» AIM OF THE TASK
If a line in the listing includes the word "thumb", copy it out.
BEGIN
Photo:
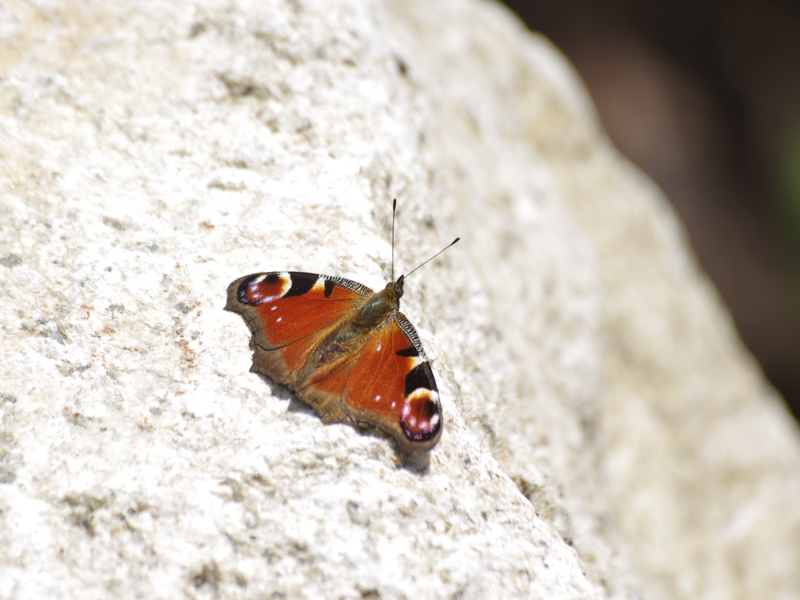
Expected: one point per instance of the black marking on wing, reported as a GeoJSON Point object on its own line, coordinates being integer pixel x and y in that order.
{"type": "Point", "coordinates": [420, 376]}
{"type": "Point", "coordinates": [409, 352]}
{"type": "Point", "coordinates": [301, 284]}
{"type": "Point", "coordinates": [244, 288]}
{"type": "Point", "coordinates": [409, 330]}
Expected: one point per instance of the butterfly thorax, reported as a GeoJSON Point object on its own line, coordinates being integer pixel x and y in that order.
{"type": "Point", "coordinates": [352, 334]}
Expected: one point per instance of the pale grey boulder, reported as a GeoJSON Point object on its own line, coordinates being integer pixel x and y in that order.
{"type": "Point", "coordinates": [605, 433]}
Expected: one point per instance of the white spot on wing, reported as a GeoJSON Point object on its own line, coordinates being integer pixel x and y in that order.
{"type": "Point", "coordinates": [286, 284]}
{"type": "Point", "coordinates": [319, 285]}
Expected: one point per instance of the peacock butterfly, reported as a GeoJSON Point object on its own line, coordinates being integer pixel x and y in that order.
{"type": "Point", "coordinates": [344, 350]}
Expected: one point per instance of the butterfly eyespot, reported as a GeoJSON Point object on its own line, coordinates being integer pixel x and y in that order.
{"type": "Point", "coordinates": [420, 416]}
{"type": "Point", "coordinates": [264, 288]}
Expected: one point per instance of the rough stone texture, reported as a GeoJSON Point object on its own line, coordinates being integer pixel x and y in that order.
{"type": "Point", "coordinates": [606, 435]}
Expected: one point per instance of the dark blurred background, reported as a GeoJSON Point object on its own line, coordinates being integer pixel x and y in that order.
{"type": "Point", "coordinates": [705, 97]}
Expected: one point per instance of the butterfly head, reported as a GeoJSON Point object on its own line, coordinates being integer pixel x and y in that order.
{"type": "Point", "coordinates": [397, 286]}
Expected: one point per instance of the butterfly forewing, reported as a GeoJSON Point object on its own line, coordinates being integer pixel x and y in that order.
{"type": "Point", "coordinates": [305, 335]}
{"type": "Point", "coordinates": [288, 312]}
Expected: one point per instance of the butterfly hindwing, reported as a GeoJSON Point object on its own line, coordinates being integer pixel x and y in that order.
{"type": "Point", "coordinates": [392, 387]}
{"type": "Point", "coordinates": [342, 349]}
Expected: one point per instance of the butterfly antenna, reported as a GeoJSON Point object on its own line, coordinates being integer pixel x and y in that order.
{"type": "Point", "coordinates": [394, 208]}
{"type": "Point", "coordinates": [432, 257]}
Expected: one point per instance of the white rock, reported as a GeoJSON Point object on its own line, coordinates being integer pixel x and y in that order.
{"type": "Point", "coordinates": [153, 152]}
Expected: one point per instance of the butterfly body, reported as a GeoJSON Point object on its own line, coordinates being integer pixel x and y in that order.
{"type": "Point", "coordinates": [343, 349]}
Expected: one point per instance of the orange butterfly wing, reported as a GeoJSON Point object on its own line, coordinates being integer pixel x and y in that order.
{"type": "Point", "coordinates": [391, 386]}
{"type": "Point", "coordinates": [288, 314]}
{"type": "Point", "coordinates": [387, 383]}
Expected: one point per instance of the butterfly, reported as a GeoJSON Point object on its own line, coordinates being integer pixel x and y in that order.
{"type": "Point", "coordinates": [344, 350]}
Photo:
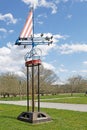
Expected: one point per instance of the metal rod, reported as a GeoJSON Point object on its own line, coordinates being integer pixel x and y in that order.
{"type": "Point", "coordinates": [32, 88]}
{"type": "Point", "coordinates": [27, 89]}
{"type": "Point", "coordinates": [38, 89]}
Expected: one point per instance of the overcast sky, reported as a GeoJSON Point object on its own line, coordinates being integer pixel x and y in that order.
{"type": "Point", "coordinates": [66, 20]}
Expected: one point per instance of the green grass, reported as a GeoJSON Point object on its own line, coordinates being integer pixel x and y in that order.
{"type": "Point", "coordinates": [78, 98]}
{"type": "Point", "coordinates": [61, 119]}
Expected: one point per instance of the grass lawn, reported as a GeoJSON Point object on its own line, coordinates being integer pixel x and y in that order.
{"type": "Point", "coordinates": [61, 119]}
{"type": "Point", "coordinates": [77, 98]}
{"type": "Point", "coordinates": [73, 100]}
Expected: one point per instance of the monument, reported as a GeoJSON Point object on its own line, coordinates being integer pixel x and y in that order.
{"type": "Point", "coordinates": [32, 59]}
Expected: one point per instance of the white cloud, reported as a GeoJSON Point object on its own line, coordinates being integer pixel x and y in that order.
{"type": "Point", "coordinates": [42, 3]}
{"type": "Point", "coordinates": [69, 16]}
{"type": "Point", "coordinates": [12, 56]}
{"type": "Point", "coordinates": [11, 31]}
{"type": "Point", "coordinates": [85, 62]}
{"type": "Point", "coordinates": [8, 18]}
{"type": "Point", "coordinates": [72, 48]}
{"type": "Point", "coordinates": [3, 30]}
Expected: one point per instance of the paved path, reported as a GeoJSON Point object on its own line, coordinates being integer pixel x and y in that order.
{"type": "Point", "coordinates": [65, 106]}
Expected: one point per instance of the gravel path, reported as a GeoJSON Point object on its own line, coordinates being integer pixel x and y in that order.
{"type": "Point", "coordinates": [65, 106]}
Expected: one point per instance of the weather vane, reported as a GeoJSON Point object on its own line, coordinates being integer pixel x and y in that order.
{"type": "Point", "coordinates": [32, 58]}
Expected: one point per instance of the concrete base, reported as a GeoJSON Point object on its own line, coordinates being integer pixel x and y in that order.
{"type": "Point", "coordinates": [34, 117]}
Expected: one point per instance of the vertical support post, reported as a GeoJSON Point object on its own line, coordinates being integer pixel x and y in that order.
{"type": "Point", "coordinates": [38, 88]}
{"type": "Point", "coordinates": [32, 87]}
{"type": "Point", "coordinates": [27, 89]}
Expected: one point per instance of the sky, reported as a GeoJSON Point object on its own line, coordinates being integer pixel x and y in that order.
{"type": "Point", "coordinates": [66, 20]}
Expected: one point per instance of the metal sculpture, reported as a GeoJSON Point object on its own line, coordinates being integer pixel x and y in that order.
{"type": "Point", "coordinates": [32, 59]}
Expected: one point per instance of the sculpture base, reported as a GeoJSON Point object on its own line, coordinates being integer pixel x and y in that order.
{"type": "Point", "coordinates": [34, 117]}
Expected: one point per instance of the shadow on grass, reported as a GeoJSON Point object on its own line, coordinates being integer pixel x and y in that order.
{"type": "Point", "coordinates": [8, 117]}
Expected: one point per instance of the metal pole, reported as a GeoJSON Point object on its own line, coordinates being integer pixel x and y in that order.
{"type": "Point", "coordinates": [38, 89]}
{"type": "Point", "coordinates": [32, 87]}
{"type": "Point", "coordinates": [27, 89]}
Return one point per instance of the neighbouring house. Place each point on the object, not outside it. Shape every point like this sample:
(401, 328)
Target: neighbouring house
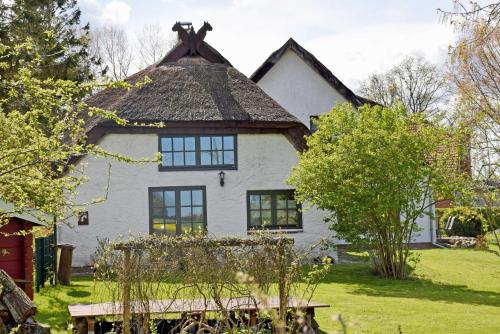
(228, 145)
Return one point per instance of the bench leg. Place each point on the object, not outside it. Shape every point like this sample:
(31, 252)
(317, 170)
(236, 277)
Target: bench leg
(90, 325)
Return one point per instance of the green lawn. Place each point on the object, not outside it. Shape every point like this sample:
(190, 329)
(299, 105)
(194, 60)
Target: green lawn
(453, 291)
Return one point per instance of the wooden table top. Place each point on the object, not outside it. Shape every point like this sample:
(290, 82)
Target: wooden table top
(186, 305)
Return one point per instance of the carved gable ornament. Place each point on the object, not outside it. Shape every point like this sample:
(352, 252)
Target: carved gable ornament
(192, 45)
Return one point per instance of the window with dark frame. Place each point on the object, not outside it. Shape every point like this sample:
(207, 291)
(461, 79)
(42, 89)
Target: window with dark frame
(313, 123)
(273, 209)
(198, 152)
(177, 210)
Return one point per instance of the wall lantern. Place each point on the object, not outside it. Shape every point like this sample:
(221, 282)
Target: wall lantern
(221, 178)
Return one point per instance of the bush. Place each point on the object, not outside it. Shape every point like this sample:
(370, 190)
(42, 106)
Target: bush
(469, 222)
(494, 213)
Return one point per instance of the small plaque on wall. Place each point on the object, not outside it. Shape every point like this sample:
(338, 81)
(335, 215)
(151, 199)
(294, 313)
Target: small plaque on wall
(83, 218)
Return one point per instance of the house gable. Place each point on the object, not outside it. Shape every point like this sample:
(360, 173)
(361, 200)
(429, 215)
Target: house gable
(299, 82)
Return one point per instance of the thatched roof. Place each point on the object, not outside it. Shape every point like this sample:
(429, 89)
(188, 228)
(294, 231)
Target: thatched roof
(192, 89)
(315, 64)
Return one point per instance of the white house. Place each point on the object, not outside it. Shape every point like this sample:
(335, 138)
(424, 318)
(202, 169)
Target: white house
(227, 148)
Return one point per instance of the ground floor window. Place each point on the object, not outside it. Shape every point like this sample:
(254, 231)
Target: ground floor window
(273, 209)
(177, 210)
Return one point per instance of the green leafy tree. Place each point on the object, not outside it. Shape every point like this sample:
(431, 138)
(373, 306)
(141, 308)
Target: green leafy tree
(42, 129)
(377, 170)
(54, 29)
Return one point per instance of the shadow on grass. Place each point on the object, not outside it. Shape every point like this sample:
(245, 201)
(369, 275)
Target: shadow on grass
(365, 283)
(78, 294)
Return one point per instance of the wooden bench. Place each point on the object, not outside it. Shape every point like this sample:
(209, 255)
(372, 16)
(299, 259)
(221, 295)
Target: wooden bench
(83, 316)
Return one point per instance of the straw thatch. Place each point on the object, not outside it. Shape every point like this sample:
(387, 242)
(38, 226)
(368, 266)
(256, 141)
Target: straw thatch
(191, 90)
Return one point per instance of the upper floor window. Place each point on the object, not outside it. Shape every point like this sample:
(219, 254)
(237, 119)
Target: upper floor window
(273, 209)
(198, 152)
(313, 121)
(177, 210)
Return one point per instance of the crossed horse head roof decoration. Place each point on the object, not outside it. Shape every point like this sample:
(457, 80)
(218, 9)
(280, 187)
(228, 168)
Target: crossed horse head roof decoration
(192, 44)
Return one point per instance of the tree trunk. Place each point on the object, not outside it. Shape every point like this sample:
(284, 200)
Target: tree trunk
(15, 299)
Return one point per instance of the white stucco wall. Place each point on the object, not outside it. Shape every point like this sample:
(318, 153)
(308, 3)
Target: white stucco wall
(264, 162)
(304, 93)
(298, 88)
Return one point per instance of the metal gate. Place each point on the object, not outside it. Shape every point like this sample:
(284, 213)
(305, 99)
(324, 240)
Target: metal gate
(44, 254)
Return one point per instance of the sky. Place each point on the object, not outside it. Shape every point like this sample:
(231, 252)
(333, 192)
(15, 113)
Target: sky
(352, 38)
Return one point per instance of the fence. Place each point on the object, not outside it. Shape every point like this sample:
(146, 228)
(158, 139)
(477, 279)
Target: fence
(44, 253)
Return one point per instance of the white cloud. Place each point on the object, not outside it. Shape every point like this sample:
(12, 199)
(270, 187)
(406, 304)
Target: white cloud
(353, 39)
(114, 12)
(353, 55)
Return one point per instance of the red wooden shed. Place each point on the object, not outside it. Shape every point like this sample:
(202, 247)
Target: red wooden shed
(16, 252)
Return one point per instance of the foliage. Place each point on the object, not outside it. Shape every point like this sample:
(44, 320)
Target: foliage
(42, 126)
(186, 269)
(54, 28)
(475, 72)
(374, 170)
(483, 212)
(420, 86)
(467, 223)
(458, 285)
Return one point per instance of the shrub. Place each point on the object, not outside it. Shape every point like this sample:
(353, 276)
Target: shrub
(493, 213)
(469, 222)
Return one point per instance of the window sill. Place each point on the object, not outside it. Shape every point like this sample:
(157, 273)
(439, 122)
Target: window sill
(196, 168)
(277, 231)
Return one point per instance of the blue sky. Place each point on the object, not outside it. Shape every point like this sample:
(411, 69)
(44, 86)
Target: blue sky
(352, 38)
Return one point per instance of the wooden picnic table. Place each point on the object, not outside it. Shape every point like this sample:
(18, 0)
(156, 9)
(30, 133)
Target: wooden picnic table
(88, 313)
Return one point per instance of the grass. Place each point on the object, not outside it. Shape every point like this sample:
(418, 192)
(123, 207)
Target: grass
(452, 291)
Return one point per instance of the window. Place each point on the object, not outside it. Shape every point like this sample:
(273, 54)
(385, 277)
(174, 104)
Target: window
(198, 152)
(273, 209)
(177, 210)
(313, 120)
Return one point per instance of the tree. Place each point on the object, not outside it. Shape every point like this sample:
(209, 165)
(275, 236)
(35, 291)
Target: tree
(42, 126)
(376, 171)
(418, 85)
(55, 33)
(153, 44)
(110, 44)
(475, 73)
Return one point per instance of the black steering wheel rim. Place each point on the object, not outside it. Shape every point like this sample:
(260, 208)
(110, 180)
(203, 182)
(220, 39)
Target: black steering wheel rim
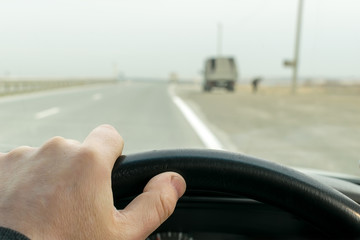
(268, 182)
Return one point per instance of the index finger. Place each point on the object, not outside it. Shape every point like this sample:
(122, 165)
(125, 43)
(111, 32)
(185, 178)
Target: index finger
(106, 142)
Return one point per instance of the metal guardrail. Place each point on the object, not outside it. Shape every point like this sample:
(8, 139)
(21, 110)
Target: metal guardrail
(16, 86)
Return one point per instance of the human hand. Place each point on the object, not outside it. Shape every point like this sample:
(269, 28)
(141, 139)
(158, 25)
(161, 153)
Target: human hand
(62, 190)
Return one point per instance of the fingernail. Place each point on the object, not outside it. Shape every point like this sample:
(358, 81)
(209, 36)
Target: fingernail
(179, 184)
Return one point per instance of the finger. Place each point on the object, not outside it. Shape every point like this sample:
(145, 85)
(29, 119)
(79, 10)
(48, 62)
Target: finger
(105, 141)
(151, 208)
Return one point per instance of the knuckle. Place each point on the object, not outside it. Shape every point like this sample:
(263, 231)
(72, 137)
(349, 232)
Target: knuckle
(54, 142)
(19, 152)
(166, 206)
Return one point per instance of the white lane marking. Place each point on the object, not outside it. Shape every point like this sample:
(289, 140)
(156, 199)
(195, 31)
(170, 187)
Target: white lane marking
(204, 133)
(47, 113)
(97, 96)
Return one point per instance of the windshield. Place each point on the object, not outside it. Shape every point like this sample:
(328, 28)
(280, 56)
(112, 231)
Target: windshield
(279, 80)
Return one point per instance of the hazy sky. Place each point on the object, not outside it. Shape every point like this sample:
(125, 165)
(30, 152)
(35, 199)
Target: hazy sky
(153, 38)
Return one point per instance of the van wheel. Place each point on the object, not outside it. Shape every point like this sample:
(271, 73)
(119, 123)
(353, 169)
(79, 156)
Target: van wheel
(207, 88)
(230, 87)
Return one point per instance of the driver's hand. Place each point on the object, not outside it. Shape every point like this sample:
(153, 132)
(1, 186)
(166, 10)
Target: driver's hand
(62, 190)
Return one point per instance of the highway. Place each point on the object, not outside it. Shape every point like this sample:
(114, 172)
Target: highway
(143, 113)
(310, 130)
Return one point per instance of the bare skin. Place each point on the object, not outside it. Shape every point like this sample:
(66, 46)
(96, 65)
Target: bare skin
(62, 190)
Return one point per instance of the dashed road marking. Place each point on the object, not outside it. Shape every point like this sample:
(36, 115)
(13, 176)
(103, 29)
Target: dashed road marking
(204, 133)
(97, 96)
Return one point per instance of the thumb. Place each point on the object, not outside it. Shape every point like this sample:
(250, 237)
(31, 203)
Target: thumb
END
» ANSWER BOX
Return one point per instance of the thumb. Place each point on the object, not outside it. Shape every point like this sample:
Target: thumb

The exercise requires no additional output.